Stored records
************
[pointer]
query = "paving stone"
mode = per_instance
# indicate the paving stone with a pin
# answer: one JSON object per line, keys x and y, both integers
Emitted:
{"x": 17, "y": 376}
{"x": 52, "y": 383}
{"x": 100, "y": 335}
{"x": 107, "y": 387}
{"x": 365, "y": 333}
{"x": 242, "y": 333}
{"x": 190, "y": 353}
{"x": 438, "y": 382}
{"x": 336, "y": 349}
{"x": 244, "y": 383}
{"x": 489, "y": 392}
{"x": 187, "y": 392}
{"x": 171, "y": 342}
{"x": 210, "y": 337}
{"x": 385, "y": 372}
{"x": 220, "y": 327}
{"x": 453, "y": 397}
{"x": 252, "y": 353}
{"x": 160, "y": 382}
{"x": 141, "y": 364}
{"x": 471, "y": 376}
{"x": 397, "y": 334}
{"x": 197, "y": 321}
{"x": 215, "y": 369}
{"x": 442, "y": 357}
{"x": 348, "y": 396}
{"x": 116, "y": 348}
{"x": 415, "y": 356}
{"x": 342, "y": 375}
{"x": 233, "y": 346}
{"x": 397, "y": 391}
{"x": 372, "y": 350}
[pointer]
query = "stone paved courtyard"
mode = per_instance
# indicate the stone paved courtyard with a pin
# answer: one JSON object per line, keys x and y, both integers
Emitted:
************
● TASK OBJECTIVE:
Reproduce all the records. Keep them exact, please.

● TASK ANSWER:
[pointer]
query = "paving stone"
mode = per_instance
# indicate the paving stone with a pin
# answer: one JSON object per line, keys x and y, both integers
Emitted:
{"x": 17, "y": 376}
{"x": 52, "y": 383}
{"x": 100, "y": 335}
{"x": 107, "y": 387}
{"x": 365, "y": 333}
{"x": 242, "y": 333}
{"x": 190, "y": 353}
{"x": 438, "y": 382}
{"x": 336, "y": 349}
{"x": 244, "y": 383}
{"x": 489, "y": 392}
{"x": 187, "y": 392}
{"x": 171, "y": 342}
{"x": 210, "y": 337}
{"x": 385, "y": 372}
{"x": 220, "y": 327}
{"x": 453, "y": 397}
{"x": 252, "y": 353}
{"x": 160, "y": 382}
{"x": 141, "y": 364}
{"x": 471, "y": 376}
{"x": 397, "y": 334}
{"x": 197, "y": 321}
{"x": 215, "y": 369}
{"x": 442, "y": 357}
{"x": 348, "y": 396}
{"x": 116, "y": 348}
{"x": 415, "y": 356}
{"x": 342, "y": 375}
{"x": 233, "y": 346}
{"x": 397, "y": 391}
{"x": 372, "y": 350}
[pointer]
query = "stone paved courtyard"
mode = per_instance
# indicate the stone paved courtyard with a pin
# answer: one JSON object per line, keys x and y, both integers
Emitted:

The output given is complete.